**Goal of the exercise**
Put every line of the records below into a single numbered list, and leave out the blank lines.
++++ The data
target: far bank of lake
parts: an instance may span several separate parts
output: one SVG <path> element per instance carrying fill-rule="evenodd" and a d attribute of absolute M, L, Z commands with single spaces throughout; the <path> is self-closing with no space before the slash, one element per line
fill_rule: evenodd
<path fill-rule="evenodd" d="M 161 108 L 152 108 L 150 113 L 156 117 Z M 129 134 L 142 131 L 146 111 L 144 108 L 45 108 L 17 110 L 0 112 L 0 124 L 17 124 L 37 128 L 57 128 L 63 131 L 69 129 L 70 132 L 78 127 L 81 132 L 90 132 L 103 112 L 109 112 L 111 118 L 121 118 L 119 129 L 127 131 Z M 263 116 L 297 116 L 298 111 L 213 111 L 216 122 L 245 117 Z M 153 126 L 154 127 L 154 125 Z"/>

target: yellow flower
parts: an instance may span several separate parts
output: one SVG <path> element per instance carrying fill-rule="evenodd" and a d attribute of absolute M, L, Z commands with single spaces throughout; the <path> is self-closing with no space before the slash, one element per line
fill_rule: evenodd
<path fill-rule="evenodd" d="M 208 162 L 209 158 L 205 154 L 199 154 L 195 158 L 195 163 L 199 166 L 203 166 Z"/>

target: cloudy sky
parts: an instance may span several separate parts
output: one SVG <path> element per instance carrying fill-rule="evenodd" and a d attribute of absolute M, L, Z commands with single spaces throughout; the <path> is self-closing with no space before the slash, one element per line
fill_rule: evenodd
++++++++
**Task output**
1. target: far bank of lake
2. parts: an instance may span several separate parts
3. output: one SVG <path> element per instance carrying fill-rule="evenodd" and a d attribute of absolute M, L, Z commands with single spaces throughout; the <path> is self-closing with no space before the slash, one element per line
4. fill_rule: evenodd
5. <path fill-rule="evenodd" d="M 161 108 L 152 108 L 150 113 L 156 117 Z M 129 134 L 142 131 L 146 111 L 144 108 L 45 108 L 17 110 L 0 112 L 0 124 L 17 124 L 37 128 L 57 128 L 63 131 L 69 129 L 70 132 L 78 127 L 81 132 L 90 132 L 103 112 L 109 112 L 111 118 L 121 118 L 119 129 L 127 131 Z M 263 116 L 297 116 L 298 111 L 213 111 L 216 122 L 245 117 Z M 153 126 L 154 127 L 154 125 Z"/>
6. target: yellow flower
7. parts: an instance may span several separate parts
8. output: one SVG <path> element per instance carrying fill-rule="evenodd" and a d attribute of absolute M, L, Z commands with single spaces throughout; the <path> is self-closing with no space before the slash, one element per line
9. fill_rule: evenodd
10. <path fill-rule="evenodd" d="M 208 162 L 209 158 L 205 154 L 199 154 L 195 158 L 195 163 L 199 166 L 203 166 Z"/>
11. target: cloudy sky
12. parts: an instance may span several separate parts
13. output: one SVG <path> element per instance carrying fill-rule="evenodd" and a d attribute of absolute M, L, Z commands with single spaces throughout; the <path> is self-closing with no space before the slash, one element per line
14. fill_rule: evenodd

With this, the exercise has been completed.